_EXERCISE INPUTS_
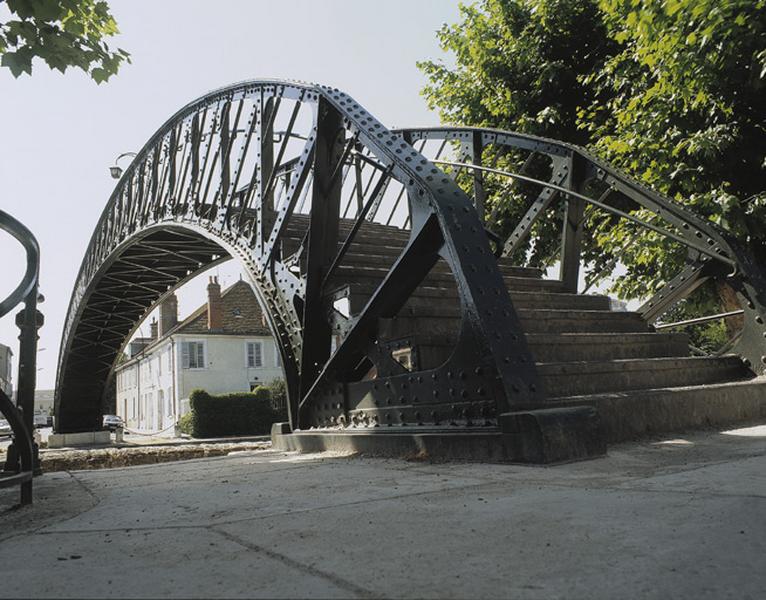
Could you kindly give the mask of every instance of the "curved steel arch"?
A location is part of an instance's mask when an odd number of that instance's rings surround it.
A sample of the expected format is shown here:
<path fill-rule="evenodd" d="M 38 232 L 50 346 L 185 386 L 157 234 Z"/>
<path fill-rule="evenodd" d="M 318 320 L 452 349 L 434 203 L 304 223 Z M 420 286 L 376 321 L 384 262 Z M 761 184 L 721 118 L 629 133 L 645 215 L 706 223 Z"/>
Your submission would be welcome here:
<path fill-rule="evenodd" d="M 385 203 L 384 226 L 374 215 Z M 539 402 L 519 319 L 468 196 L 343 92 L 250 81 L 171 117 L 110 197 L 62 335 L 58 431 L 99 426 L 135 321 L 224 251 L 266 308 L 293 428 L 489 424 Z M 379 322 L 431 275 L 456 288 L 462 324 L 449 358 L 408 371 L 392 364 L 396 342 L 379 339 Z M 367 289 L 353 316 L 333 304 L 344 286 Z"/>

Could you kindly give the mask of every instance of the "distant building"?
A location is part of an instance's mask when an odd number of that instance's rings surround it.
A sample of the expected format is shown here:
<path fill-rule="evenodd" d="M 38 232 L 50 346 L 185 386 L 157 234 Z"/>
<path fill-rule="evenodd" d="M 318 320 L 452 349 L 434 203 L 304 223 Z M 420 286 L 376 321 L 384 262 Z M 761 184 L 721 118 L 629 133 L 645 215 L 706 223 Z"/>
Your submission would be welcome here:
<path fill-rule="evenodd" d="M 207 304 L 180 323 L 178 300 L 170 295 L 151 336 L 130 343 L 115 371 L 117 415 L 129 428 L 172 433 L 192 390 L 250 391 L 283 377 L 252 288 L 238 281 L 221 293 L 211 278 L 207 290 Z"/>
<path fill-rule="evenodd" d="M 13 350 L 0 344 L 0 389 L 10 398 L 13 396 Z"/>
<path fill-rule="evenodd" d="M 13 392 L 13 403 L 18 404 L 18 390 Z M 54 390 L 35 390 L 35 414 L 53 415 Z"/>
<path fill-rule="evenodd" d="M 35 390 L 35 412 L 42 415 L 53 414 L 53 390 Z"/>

--

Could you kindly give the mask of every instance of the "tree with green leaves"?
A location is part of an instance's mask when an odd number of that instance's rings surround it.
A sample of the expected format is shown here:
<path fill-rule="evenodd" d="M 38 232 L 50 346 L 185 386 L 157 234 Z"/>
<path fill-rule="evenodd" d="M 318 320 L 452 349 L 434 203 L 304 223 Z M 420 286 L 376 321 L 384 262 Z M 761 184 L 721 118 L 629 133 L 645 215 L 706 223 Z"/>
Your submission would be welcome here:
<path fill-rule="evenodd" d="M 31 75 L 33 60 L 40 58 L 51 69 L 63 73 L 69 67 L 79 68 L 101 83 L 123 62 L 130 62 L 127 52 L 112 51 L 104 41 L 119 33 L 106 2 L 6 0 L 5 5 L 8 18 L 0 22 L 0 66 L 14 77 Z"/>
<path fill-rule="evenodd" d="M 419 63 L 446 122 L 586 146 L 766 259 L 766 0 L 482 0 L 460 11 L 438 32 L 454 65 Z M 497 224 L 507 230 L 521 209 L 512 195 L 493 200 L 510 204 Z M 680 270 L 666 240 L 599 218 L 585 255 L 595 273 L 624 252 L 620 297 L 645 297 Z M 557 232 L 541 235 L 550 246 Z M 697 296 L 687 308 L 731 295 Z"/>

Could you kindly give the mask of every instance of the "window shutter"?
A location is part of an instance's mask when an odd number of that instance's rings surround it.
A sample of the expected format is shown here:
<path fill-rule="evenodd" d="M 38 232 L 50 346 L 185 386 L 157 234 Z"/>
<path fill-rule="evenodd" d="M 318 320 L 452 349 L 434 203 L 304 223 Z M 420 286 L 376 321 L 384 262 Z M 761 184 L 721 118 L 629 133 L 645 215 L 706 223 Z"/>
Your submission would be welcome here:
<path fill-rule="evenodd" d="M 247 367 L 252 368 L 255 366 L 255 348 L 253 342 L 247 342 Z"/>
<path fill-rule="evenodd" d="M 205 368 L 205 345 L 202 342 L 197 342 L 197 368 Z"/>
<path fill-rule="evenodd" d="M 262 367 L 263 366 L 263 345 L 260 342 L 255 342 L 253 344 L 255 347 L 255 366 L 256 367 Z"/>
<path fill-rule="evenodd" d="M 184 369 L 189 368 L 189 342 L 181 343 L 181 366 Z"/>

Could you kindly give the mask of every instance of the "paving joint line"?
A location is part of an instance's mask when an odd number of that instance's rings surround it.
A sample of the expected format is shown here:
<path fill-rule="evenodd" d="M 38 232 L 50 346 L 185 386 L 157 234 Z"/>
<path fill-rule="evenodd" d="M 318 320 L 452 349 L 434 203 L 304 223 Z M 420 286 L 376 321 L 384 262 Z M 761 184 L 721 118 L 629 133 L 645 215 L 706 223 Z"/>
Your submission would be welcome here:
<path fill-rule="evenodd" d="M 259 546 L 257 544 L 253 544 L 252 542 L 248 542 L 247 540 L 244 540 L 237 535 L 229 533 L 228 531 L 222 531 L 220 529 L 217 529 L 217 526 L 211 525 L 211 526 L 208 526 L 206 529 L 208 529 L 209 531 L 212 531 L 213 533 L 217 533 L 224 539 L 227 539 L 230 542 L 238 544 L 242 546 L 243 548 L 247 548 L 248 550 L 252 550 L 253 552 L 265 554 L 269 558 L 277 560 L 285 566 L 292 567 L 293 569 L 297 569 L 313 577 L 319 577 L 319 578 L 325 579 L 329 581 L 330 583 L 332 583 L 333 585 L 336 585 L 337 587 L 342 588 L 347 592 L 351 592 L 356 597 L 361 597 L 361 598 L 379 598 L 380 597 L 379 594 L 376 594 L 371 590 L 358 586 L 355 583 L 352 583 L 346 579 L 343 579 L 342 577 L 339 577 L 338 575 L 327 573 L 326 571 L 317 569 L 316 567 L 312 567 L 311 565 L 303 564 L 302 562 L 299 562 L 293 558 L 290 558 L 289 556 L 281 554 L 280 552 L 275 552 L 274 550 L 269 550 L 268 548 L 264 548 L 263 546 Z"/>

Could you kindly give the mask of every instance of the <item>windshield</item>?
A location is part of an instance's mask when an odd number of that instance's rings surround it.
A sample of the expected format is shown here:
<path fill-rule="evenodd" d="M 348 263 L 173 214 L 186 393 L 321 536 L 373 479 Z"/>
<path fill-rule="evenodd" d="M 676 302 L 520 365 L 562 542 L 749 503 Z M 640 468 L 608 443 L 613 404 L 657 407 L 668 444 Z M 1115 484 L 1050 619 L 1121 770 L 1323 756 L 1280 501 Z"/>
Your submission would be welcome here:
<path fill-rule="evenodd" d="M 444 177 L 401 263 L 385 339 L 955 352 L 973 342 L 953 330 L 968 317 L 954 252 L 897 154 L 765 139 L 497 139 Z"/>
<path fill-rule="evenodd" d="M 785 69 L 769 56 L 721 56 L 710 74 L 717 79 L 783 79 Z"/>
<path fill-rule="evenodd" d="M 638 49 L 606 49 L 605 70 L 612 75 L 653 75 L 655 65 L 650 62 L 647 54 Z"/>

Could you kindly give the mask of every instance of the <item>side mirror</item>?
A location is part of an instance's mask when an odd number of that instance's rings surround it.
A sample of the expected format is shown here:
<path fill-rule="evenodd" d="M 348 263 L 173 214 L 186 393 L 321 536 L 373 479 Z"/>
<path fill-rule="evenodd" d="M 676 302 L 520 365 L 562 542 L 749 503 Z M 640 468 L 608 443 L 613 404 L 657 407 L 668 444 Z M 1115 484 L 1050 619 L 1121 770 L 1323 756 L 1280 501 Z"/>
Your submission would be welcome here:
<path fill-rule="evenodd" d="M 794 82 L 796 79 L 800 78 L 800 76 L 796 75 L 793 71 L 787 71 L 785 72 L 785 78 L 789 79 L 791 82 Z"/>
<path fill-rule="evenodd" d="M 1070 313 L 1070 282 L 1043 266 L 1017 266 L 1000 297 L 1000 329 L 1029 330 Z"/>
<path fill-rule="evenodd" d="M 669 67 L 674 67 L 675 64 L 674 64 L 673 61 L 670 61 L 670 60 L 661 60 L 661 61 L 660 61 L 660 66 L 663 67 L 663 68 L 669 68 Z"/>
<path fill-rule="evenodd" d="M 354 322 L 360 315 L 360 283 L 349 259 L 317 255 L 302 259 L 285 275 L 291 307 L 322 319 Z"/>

--

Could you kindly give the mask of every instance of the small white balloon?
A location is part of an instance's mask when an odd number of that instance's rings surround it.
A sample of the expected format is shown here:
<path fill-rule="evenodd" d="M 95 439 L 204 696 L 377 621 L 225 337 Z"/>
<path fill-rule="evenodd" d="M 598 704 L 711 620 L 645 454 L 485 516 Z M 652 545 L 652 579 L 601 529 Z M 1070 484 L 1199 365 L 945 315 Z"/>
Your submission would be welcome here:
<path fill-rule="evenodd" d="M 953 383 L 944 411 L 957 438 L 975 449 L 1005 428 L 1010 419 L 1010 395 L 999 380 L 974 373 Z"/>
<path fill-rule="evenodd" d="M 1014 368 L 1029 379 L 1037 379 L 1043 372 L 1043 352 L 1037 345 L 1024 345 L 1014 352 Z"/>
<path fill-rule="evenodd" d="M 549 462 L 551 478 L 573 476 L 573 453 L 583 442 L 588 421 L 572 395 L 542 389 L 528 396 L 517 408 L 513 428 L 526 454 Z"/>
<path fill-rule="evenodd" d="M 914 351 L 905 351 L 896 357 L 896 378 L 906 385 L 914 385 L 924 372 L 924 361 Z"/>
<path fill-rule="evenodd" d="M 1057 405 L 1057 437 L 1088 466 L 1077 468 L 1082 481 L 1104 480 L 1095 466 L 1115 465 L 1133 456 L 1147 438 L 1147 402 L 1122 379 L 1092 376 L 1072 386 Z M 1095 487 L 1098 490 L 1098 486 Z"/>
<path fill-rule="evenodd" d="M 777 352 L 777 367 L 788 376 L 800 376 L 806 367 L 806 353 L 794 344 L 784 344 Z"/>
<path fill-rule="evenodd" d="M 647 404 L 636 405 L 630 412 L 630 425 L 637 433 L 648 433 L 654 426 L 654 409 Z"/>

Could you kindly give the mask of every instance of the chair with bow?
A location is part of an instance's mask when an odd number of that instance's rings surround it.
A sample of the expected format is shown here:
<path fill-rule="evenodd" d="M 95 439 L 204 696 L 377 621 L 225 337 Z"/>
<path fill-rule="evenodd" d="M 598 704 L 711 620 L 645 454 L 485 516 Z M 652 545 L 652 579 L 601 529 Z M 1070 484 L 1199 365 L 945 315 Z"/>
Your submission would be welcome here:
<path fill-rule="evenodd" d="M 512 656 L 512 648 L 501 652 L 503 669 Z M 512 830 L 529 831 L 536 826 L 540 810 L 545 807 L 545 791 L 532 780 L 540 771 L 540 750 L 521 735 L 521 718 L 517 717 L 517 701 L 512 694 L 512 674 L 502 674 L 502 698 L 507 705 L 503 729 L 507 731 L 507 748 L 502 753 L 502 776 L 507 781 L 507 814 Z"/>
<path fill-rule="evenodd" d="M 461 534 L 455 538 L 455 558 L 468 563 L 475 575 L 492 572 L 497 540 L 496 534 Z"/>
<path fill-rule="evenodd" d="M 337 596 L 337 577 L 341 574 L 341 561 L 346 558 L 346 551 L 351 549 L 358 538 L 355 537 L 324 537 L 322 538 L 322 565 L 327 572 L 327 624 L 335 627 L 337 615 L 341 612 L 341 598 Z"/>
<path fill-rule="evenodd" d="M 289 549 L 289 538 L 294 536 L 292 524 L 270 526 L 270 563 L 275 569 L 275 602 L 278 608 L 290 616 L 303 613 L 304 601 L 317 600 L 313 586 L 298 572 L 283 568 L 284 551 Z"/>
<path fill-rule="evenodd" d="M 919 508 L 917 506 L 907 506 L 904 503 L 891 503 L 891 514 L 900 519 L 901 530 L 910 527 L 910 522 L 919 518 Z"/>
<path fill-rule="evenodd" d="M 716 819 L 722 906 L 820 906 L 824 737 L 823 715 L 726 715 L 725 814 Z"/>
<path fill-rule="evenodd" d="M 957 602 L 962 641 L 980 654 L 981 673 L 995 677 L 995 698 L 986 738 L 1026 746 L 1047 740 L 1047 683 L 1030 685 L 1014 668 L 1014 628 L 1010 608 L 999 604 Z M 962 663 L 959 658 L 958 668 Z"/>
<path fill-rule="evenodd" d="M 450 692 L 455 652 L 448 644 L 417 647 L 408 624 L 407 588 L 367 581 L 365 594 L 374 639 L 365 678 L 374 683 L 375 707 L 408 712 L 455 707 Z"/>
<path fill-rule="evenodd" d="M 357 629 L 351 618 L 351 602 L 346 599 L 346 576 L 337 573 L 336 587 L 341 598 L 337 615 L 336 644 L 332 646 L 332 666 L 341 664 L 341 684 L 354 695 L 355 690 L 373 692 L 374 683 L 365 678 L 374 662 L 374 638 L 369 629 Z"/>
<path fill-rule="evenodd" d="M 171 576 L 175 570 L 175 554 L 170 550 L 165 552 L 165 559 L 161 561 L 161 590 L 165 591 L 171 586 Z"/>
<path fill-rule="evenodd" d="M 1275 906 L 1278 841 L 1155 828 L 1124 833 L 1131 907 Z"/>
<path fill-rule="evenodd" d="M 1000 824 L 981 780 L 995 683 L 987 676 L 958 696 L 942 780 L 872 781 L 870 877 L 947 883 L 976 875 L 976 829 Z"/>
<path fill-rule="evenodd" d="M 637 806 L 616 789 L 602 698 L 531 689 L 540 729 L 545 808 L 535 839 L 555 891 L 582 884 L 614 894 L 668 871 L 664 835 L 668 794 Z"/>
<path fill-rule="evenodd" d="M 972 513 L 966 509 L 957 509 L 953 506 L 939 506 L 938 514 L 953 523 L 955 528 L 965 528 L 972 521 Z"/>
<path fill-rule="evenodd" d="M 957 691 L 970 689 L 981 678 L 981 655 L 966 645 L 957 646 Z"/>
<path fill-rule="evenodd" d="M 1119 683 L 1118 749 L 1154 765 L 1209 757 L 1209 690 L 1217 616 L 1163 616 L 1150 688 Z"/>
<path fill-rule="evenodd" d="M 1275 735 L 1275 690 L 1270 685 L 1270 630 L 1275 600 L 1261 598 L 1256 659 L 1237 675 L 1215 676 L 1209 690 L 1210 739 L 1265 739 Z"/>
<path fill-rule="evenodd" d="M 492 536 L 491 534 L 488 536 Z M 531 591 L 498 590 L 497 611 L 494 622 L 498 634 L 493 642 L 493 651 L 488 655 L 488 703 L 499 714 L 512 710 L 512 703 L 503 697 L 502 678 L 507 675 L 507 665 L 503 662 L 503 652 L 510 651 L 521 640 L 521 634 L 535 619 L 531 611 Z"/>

_YOUR OBJECTIVE_
What lines in the data above carry "every"? Return them all.

_EXERCISE RESPONSE_
Could you kindly give the mask of every instance of the "curved steel arch"?
Could you kindly give the mask of every instance of the "distant building"?
Could you kindly give the mask of every instance of the "tree with green leaves"?
Could you kindly give the mask of every instance of the "window shutter"?
Could you kindly give the mask of every instance of the "paving joint line"?
Could you kindly give the mask of every instance of the <item>windshield</item>?
Could you kindly give the mask of every instance of the <item>side mirror</item>?
Could you kindly give the mask of every instance of the small white balloon?
Could you kindly give the mask of every instance of the chair with bow?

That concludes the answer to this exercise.